**EXERCISE BRIEF**: Scale the records below by rewriting every line, requests included, with each point coordinate in the answers multiplied by 1.3 and rounded to the nearest whole number, halves rounded up. Leave every other number as it is, and omit the pictures from your answer.

**RECORDS TO USE**:
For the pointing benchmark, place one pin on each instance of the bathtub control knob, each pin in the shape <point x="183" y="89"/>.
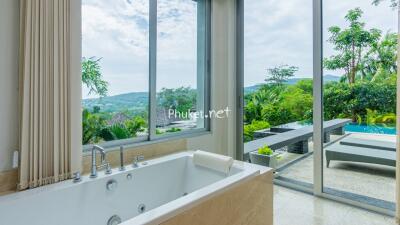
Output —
<point x="129" y="176"/>
<point x="111" y="185"/>
<point x="114" y="220"/>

**SOLVED PROBLEM**:
For the pointing benchmark, place one pin on each instance of the bathtub control knob, each pin in the shape <point x="183" y="89"/>.
Output —
<point x="168" y="229"/>
<point x="144" y="241"/>
<point x="148" y="286"/>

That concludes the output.